** Start TEXT **

Enabling Router Advertisements

To enable dynamic address assignments (SLAAC) for the clients behind it, we also need to enable router advertisements on this interface. The other-stateful-configuration command will add the O-Flag to the advertisements, so we can later add the additional DNS information via DHCPv6.

{master:0}[edit protocols router-advertisement interface vlan.201]
admin@NPSWC01# show
other-stateful-configuration;
prefix 2a02:1234:420a:10c9::/64;
}

After committing, the client has assigned itself an IPv6 based on the received router advertisements.

** End TEXT **

> SET OF TASKS
a: Give the passage of the router advertisement text from "To enable dynamic" up to and including "received router advertisements.", substituting "RA messages" for "router advertisements".
b: According to the router advertisement text, what does the other-stateful-configuration command add to the advertisements?
c: Extend the router advertisement text by writing the part that follows its final sentence.

** Start DATA ENTRIES **

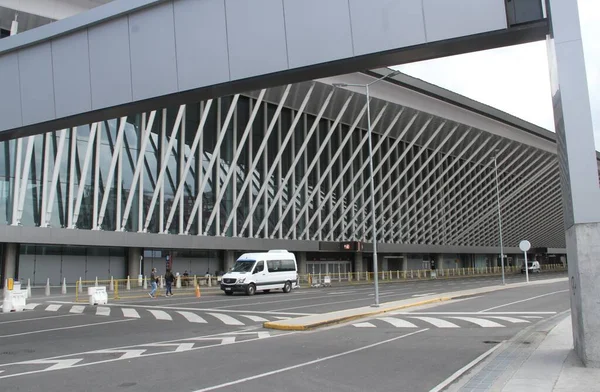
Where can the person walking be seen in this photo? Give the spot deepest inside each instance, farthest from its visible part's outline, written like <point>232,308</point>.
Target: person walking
<point>154,283</point>
<point>169,279</point>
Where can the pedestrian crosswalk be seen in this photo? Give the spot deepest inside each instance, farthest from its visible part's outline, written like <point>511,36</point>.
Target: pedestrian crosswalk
<point>190,316</point>
<point>473,320</point>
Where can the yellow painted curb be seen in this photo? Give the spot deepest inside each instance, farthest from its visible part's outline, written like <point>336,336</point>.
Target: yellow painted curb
<point>279,325</point>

** End DATA ENTRIES **

> ANSWERS GIVEN
a:
To enable dynamic address assignments (SLAAC) for the clients behind it, we also need to enable RA messages on this interface. The other-stateful-configuration command will add the O-Flag to the advertisements, so we can later add the additional DNS information via DHCPv6.

{master:0}[edit protocols router-advertisement interface vlan.201]
admin@NPSWC01# show
other-stateful-configuration;
prefix 2a02:1234:420a:10c9::/64;
}

After committing, the client has assigned itself an IPv6 based on the received RA messages.

b: It adds the O-Flag.

c:
Ethernet adapter Ethernet:

   Connection-specific DNS Suffix  . : ***-networks.local
   IPv6 Address. . . . . . . . . . . : 2a02:1234:420a:10c9:b1d1:660c:ac69:c5f8
   Temporary IPv6 Address. . . . . . : 2a02:1234:420a:10c9:3c71:b6f2:e93f:67ab
   Link-local IPv6 Address . . . . . : fe80::b1d1:660c:ac69:c5f8%6
   IPv4 Address. . . . . . . . . . . : 10.255.1.13
   Subnet Mask . . . . . . . . . . . : 255.255.255.128
   Default Gateway . . . . . . . . . : fe80::5e45:27ff:fee7:af81%6
                                       10.255.1.1

The basics are now in place. Now we will add some routing to make this prefix reachable.

Configuring static routes

As mentioned, my EX2200 switches do not support OSPFv3 so static routing is the only option for now…

Note – If you are using link-local addresses as the next-hop, you must use the qualified-next-hop statement with the interface in question.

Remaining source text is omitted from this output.